__TEXT__:
┄┄┄┄┄┄┄┄┄┄

Check out our article for 11 tips on writing good survey questions.

3. Employee participation: Are enough employees participating?

High employee participation makes it more likely that an engagement survey will reflect the organization's diverse experiences. Achieving a good response rate from diverse employee groups requires targeted communication, thoughtful outreach, and consistent efforts to address participation barriers.

Strong participation is critical; without it, results may be skewed, missing key voices, and sacrificing actionability. Surveys with very low response rates will often raise more questions than they can answer, and we need to avoid this headache at all costs.

Ideal response rates will vary based on your company size, but aim for 65% as a minimum. Organizations benefit most from fostering ongoing engagement, encouraging year-round feedback to signal that employee perspectives drive real organizational change.

  • Bad: Uses basic reminders and generic messaging; the survey is promoted, but with inconsistent timing and without tailored tactics for target groups. Communications often overlook unique group participation needs by relying solely on specific channels without considering how front-line employees will receive the messages.
  • Better: Strategically plans communications, leverages managers and leaders through tailored messaging, and addresses barriers to improve participation and representativeness.
  • Best: Executes ongoing, data-informed engagement tactics, continuously optimizes outreach, personalizes by audience, and fosters a continuous feedback culture organization-wide. Includes reminders of past survey results and actions to foster trust in the process.
The most effective engagement initiatives utilize personalized outreach that references previous survey results and actions
People science tip: If you have deskless employees, use SMS and/or QR codes to easily share the survey with employees who are not regularly using a computer during work hours.

4. Results analysis: Can the organization effectively transform data into deep, actionable insights?

Results analysis is often the most exciting part of the survey process for HR and leaders.

Engagement survey results are crucial for transforming raw data into actionable insights, identifying key drivers of employee sentiment, uncovering demographic trends, and pinpointing areas for improvement. Systematic interpretation allows organizations to make informed decisions, prioritize initiatives, and ultimately enhance both the employee experience and business outcomes.

┄┄┄┄┄┄┄┄┄┄

__DATASET RECORDS__:
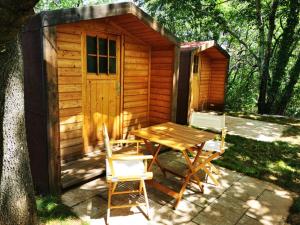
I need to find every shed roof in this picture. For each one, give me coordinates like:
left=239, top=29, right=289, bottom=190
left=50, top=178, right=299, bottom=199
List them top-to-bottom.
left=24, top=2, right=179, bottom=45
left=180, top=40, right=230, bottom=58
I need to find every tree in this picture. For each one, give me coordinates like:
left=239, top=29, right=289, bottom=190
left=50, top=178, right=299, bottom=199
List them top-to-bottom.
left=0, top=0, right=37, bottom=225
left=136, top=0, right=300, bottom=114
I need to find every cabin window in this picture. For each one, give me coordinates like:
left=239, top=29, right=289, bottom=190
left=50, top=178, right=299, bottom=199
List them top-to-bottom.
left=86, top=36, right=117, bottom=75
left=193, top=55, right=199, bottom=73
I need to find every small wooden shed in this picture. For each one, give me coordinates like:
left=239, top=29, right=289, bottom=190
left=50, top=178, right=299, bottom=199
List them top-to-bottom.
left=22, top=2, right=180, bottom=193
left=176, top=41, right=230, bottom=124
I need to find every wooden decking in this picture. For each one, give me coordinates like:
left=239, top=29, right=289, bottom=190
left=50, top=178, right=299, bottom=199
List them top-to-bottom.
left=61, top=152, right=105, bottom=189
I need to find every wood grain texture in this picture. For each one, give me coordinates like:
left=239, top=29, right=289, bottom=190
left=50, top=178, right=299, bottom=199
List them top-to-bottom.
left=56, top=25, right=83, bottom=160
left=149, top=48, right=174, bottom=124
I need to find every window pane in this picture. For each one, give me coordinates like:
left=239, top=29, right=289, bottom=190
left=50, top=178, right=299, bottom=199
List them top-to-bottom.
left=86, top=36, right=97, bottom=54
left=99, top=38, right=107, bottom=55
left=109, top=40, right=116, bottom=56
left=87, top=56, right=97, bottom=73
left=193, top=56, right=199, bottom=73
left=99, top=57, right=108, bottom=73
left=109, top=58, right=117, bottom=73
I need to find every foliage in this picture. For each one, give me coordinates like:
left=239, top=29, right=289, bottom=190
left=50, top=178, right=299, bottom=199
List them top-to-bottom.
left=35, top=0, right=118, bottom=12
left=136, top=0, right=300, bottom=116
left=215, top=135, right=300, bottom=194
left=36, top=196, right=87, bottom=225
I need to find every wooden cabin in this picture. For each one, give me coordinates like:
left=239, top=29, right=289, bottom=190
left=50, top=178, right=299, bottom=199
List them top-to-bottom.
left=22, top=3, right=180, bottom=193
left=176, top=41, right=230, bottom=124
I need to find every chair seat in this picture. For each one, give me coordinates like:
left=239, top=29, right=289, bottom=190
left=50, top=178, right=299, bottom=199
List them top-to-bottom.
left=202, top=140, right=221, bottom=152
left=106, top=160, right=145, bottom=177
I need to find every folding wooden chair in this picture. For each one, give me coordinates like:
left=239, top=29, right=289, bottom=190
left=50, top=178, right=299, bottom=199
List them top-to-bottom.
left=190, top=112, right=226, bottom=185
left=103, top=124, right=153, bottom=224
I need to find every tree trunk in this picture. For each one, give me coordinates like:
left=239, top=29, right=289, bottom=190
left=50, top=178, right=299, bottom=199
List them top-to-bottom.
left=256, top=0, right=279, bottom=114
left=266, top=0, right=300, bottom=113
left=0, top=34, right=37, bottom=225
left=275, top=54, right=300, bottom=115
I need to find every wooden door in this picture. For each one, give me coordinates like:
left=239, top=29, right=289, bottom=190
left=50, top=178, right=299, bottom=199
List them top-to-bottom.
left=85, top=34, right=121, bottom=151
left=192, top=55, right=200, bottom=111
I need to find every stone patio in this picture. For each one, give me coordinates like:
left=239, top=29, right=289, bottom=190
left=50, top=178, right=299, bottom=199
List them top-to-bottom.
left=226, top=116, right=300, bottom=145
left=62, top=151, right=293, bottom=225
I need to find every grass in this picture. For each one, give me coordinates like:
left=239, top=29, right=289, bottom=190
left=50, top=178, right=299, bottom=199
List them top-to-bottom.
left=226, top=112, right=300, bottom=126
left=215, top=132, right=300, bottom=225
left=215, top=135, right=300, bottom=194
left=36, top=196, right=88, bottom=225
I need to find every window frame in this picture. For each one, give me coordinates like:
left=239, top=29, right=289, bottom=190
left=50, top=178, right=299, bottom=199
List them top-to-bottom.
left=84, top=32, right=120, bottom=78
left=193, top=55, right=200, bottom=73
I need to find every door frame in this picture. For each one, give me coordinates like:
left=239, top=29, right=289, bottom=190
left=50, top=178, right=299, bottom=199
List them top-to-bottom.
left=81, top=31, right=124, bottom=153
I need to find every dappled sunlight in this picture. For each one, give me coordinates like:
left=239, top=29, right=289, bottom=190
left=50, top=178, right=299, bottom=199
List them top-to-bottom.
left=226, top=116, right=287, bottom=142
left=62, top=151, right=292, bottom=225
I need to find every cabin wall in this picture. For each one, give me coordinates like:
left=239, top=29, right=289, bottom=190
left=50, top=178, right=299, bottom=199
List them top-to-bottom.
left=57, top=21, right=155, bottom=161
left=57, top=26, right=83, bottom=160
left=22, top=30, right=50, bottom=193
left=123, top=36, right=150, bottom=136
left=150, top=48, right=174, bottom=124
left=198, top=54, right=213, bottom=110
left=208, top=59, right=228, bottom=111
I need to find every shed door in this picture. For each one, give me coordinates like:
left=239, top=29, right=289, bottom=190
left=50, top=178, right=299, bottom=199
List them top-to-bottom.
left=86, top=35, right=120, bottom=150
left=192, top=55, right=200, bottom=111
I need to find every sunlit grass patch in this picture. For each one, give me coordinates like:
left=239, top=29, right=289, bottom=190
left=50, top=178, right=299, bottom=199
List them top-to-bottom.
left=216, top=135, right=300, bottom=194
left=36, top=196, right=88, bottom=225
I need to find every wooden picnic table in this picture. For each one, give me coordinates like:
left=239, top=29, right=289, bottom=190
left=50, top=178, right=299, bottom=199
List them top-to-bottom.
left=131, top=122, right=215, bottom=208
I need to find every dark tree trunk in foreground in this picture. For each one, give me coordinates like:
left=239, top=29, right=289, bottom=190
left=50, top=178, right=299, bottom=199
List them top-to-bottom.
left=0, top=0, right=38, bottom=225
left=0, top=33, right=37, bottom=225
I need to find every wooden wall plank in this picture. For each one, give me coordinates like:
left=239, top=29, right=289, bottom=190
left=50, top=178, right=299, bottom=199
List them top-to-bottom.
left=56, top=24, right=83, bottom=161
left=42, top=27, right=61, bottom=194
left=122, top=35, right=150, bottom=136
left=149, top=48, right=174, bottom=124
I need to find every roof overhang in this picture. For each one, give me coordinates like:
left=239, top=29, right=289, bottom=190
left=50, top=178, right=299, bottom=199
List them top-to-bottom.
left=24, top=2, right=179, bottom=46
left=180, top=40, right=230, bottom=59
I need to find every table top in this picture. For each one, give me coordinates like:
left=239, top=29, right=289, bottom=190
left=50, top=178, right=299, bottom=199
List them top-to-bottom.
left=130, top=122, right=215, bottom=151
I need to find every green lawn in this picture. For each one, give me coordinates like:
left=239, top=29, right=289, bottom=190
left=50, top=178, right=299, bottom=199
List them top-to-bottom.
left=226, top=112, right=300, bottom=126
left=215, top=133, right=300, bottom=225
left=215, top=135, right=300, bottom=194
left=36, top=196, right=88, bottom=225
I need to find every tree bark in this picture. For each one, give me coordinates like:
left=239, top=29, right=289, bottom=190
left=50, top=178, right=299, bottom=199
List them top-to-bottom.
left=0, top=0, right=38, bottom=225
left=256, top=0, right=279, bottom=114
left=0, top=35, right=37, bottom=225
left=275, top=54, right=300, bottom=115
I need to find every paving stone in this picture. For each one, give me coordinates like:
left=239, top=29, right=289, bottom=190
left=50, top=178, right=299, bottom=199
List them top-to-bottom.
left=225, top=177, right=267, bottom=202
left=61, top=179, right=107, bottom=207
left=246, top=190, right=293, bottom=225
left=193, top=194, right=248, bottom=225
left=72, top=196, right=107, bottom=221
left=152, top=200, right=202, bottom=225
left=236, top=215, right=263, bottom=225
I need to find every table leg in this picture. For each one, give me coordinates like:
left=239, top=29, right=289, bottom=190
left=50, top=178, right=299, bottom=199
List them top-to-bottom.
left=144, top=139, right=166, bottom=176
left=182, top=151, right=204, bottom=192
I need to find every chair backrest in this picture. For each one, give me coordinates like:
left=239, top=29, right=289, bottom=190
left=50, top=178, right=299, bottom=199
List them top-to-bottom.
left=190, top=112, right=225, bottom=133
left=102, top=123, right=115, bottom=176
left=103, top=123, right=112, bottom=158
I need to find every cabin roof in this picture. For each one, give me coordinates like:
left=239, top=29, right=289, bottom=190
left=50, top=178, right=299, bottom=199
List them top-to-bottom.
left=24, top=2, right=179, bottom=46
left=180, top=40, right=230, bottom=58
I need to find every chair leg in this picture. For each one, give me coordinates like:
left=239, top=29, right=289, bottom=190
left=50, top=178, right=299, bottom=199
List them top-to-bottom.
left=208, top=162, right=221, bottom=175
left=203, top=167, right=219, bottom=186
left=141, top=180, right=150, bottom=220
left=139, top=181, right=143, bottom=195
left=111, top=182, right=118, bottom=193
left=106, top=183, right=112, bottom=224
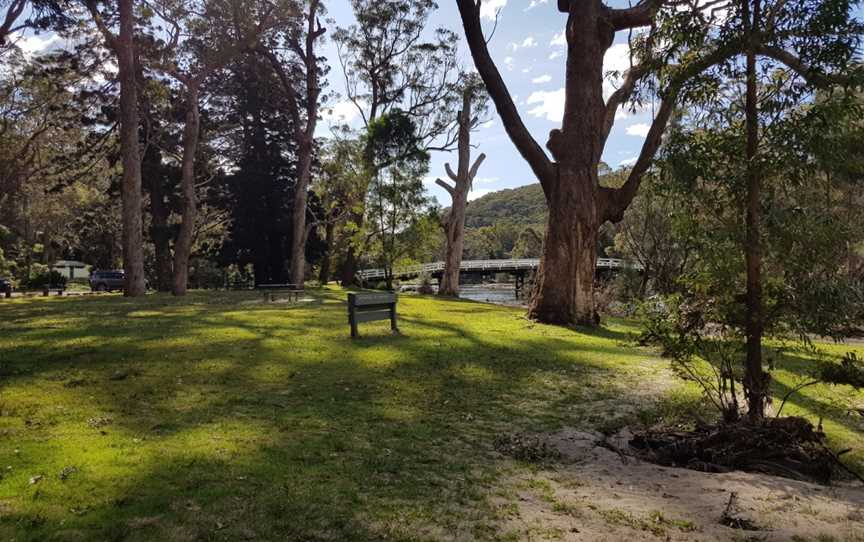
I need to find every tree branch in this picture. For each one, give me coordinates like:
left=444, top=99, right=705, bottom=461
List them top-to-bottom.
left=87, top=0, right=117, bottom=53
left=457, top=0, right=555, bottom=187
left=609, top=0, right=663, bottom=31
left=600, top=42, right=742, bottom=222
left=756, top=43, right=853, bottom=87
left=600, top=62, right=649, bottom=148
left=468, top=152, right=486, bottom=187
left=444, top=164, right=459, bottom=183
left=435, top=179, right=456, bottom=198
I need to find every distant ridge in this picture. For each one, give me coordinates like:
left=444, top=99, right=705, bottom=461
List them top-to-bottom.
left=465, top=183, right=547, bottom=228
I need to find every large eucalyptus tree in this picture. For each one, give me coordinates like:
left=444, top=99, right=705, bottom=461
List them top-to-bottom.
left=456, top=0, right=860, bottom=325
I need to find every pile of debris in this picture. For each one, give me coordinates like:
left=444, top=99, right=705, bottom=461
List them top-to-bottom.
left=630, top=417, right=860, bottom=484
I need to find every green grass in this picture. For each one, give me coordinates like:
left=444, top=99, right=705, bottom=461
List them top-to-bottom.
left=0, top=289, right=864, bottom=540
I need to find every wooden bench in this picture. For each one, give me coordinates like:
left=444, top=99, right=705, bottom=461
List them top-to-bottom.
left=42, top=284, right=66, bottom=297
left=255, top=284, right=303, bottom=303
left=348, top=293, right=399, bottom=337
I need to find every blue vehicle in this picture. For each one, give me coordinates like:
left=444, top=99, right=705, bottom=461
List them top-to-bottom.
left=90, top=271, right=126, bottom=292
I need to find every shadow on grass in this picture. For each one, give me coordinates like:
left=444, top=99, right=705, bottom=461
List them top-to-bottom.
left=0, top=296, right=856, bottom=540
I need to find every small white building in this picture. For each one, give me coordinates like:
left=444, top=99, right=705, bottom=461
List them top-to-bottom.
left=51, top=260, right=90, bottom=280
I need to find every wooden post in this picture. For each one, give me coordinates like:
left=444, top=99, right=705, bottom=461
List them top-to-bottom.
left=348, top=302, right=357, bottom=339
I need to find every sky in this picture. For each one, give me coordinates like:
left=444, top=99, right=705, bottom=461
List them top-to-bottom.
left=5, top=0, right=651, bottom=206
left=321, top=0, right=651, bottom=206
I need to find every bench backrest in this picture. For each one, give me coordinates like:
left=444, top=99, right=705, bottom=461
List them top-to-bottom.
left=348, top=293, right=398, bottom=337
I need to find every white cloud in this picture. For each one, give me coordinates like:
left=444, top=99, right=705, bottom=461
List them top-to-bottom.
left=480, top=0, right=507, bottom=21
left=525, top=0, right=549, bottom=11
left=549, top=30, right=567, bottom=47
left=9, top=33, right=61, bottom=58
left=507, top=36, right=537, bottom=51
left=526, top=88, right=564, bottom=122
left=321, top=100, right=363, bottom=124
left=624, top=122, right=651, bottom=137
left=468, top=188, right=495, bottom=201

┄┄┄┄┄┄┄┄┄┄

__ACTIONS TO TAKE__:
(1) Decide whether each statement agrees with the survey passage. Answer yes or no for each, and quote the words from the passage that settle it.
(a) The passage sets 65% as a minimum response rate to aim for.
(b) The passage says ideal response rates are the same for companies of every size.
(c) For deskless employees, the passage suggests sharing the survey by SMS and/or QR codes.
(2) Pull out every line of the rows that contains the string "backrest". Case counts.

__RESPONSE LIST__:
(1)
(a) Yes: "aim for 65% as a minimum"
(b) No: "Ideal response rates will vary based on your company size"
(c) Yes: "use SMS and/or QR codes to easily share the survey with employees who are not regularly using a computer during work hours"

(2)
I need to find every chair backrest in this picture. For each one, give me coordinates like:
I need to find every bench backrest in this picture. For each one, give me coordinates like:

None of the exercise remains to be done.